Find the line containing "Annotate each instance of the woman's hand" in the entries below. Restate it and each line after it, word for word, up to and including the line containing "Annotate each instance of the earring".

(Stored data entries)
○ ○ ○ ○

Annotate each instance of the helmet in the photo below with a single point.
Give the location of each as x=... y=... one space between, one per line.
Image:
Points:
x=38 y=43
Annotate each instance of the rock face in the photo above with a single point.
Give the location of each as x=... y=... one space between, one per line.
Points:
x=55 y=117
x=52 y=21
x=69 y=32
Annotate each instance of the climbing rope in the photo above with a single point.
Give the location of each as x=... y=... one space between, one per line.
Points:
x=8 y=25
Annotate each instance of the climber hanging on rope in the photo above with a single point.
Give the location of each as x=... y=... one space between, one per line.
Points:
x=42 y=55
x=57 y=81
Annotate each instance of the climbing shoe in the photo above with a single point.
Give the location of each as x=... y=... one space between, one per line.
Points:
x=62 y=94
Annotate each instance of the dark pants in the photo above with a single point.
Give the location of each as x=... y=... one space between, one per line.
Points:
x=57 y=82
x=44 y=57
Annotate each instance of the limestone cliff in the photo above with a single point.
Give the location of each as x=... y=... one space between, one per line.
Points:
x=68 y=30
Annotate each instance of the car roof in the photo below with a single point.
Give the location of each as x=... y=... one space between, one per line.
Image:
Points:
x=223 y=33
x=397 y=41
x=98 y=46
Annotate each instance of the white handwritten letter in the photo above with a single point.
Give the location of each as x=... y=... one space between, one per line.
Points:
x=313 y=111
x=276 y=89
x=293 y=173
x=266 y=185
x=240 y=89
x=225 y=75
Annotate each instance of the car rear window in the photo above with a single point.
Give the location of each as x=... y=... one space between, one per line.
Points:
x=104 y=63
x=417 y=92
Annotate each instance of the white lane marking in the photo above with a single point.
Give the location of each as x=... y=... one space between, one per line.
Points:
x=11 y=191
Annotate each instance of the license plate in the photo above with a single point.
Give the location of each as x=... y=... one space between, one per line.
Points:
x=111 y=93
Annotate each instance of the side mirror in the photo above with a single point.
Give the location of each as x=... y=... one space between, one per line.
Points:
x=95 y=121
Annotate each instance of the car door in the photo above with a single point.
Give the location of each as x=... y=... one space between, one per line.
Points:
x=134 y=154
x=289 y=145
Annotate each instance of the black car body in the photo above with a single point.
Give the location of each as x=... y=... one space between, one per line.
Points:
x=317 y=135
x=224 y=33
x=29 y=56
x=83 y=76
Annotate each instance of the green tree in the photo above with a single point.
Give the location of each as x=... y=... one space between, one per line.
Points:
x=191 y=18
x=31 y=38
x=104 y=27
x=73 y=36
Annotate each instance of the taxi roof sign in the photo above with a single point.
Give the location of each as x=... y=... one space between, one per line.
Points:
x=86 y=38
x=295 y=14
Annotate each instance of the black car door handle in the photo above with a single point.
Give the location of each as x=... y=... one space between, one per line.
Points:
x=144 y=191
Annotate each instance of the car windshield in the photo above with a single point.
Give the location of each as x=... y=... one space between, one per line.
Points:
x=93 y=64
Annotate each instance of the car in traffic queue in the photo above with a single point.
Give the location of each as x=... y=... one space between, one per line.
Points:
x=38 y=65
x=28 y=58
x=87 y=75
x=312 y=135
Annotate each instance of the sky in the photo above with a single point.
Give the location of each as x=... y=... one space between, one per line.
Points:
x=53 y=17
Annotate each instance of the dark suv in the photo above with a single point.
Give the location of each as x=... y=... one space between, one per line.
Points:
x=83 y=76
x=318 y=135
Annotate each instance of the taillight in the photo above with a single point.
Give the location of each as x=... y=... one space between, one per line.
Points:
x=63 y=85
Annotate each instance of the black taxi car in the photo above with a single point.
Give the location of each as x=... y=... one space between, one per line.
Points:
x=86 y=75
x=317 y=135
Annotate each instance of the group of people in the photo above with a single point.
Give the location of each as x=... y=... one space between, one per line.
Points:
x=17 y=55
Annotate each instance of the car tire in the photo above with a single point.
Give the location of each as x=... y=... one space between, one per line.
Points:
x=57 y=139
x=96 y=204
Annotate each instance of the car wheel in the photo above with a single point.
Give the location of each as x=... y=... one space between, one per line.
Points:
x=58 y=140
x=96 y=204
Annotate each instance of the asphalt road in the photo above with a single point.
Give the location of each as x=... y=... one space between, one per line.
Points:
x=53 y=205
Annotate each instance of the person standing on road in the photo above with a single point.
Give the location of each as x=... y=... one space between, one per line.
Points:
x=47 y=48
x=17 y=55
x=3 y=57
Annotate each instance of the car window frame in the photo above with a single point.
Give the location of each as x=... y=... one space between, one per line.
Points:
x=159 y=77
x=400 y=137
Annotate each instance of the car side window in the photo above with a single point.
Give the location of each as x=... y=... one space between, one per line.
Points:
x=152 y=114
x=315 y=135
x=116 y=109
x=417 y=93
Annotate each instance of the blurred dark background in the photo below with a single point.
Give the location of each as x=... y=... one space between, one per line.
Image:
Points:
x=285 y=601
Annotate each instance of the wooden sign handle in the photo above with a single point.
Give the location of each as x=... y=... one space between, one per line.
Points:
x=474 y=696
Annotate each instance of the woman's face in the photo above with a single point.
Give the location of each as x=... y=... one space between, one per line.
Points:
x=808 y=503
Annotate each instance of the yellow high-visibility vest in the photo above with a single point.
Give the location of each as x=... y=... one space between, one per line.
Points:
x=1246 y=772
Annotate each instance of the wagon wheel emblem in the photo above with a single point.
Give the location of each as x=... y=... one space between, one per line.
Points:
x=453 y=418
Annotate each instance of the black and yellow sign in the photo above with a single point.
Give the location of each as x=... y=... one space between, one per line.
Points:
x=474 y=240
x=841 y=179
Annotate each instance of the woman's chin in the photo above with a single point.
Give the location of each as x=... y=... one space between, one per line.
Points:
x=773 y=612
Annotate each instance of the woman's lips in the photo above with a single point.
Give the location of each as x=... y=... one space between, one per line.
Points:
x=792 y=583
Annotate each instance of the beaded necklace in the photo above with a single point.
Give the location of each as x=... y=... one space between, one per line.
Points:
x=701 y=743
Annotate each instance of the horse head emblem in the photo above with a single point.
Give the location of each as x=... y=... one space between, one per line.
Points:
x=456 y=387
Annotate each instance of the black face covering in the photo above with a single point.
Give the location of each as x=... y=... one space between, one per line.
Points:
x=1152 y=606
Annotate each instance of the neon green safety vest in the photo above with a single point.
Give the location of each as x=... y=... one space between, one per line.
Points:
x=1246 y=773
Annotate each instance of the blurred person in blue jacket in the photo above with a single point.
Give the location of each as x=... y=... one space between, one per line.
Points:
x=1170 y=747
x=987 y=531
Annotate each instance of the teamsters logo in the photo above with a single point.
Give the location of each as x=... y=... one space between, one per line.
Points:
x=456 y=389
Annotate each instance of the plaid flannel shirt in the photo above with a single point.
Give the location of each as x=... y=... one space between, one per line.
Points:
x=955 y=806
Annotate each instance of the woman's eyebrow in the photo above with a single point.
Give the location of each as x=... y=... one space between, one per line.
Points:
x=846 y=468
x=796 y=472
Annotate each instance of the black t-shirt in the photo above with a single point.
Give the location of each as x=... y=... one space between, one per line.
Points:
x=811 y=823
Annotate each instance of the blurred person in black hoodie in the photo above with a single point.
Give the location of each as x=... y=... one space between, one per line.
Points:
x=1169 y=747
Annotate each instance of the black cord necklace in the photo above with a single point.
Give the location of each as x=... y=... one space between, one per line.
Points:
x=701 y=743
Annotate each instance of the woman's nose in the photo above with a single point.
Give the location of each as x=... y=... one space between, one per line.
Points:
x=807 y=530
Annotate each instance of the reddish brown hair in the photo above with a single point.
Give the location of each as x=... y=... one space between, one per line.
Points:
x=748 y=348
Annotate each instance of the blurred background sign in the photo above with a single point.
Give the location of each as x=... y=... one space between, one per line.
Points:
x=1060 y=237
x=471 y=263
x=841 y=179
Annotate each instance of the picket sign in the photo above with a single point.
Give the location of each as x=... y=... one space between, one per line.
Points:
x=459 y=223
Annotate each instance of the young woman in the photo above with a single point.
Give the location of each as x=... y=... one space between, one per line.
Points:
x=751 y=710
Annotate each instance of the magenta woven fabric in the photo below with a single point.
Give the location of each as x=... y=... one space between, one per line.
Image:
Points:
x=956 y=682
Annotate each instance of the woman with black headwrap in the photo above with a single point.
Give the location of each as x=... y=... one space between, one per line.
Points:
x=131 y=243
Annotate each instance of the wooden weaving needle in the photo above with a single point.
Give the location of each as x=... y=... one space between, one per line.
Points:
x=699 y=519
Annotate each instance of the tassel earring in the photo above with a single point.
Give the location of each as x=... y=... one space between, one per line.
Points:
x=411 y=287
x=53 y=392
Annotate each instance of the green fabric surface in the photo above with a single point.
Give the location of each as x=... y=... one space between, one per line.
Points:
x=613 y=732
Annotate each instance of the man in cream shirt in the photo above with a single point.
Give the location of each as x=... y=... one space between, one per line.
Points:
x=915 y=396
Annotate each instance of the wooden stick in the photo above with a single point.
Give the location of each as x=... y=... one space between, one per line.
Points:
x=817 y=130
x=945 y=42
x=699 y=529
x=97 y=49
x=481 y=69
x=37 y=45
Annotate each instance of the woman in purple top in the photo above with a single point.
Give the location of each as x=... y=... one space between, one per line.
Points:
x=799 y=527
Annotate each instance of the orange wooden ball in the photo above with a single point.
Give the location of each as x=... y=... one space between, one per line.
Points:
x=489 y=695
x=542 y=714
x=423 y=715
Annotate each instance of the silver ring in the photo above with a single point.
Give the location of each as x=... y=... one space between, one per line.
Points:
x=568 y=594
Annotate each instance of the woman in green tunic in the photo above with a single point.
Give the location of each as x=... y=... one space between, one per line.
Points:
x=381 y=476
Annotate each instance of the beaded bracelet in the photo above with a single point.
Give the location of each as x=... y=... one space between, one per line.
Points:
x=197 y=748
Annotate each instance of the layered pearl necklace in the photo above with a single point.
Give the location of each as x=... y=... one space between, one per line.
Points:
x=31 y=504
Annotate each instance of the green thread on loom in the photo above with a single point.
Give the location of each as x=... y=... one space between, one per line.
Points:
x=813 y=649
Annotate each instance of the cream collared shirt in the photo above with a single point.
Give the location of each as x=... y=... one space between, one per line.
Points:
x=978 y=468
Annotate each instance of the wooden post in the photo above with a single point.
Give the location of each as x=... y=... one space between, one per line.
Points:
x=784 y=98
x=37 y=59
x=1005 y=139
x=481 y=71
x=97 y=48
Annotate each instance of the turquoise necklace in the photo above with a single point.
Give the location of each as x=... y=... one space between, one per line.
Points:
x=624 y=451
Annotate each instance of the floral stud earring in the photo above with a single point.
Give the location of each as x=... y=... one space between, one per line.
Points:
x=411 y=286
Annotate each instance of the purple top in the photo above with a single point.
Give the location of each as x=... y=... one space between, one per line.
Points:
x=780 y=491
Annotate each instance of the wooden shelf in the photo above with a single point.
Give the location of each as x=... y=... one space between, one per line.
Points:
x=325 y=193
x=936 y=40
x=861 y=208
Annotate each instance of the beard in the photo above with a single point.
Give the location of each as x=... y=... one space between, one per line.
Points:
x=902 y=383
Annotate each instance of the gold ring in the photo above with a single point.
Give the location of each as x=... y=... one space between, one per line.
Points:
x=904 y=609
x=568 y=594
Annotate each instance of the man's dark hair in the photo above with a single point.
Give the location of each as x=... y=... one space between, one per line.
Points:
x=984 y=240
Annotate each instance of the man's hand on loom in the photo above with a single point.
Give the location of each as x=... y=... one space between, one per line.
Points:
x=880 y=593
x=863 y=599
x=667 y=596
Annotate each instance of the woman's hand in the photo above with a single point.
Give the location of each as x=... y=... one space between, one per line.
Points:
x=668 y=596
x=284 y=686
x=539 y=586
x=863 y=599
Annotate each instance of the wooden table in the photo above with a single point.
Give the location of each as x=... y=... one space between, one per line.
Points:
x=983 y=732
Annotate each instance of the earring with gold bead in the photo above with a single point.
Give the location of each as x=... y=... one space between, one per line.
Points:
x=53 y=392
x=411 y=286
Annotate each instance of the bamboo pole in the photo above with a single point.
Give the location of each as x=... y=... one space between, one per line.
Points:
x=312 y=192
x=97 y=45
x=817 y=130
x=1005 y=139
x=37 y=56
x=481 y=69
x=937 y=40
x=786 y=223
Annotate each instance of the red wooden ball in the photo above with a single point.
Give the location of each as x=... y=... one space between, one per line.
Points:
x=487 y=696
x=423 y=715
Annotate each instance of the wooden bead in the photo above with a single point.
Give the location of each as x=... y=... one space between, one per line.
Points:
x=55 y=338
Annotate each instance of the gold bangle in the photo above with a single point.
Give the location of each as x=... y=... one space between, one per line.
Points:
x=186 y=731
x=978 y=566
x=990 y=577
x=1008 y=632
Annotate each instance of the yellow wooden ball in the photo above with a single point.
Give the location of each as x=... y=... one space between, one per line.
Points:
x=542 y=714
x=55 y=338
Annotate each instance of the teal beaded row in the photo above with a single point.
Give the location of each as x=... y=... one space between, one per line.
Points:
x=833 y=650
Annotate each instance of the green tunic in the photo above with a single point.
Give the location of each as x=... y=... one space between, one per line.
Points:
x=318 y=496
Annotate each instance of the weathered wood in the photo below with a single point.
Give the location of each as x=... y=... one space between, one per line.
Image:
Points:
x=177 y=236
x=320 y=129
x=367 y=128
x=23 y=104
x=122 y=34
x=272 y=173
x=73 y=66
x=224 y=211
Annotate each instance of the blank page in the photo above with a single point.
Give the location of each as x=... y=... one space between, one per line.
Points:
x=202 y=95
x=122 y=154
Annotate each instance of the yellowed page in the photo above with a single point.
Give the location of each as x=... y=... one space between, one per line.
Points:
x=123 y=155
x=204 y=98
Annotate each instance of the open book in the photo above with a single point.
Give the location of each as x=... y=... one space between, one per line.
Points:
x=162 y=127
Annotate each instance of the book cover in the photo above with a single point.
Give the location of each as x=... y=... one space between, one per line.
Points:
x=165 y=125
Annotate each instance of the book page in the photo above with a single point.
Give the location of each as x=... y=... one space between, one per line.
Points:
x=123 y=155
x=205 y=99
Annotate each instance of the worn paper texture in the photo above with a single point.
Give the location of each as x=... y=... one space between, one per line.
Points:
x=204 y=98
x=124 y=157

○ ○ ○ ○

TASK SOLUTION →
Annotate each instance of the woman's hand in the photo above with a single point.
Give the location of each as x=... y=... one space between, one per line.
Points:
x=668 y=596
x=284 y=686
x=539 y=586
x=863 y=599
Annotate each instance of the wooden table in the photo above with a single point.
Give the location of each as x=... y=... one space between, one per line.
Points:
x=983 y=732
Annotate each instance of the earring with gold bead in the photo above with a single point.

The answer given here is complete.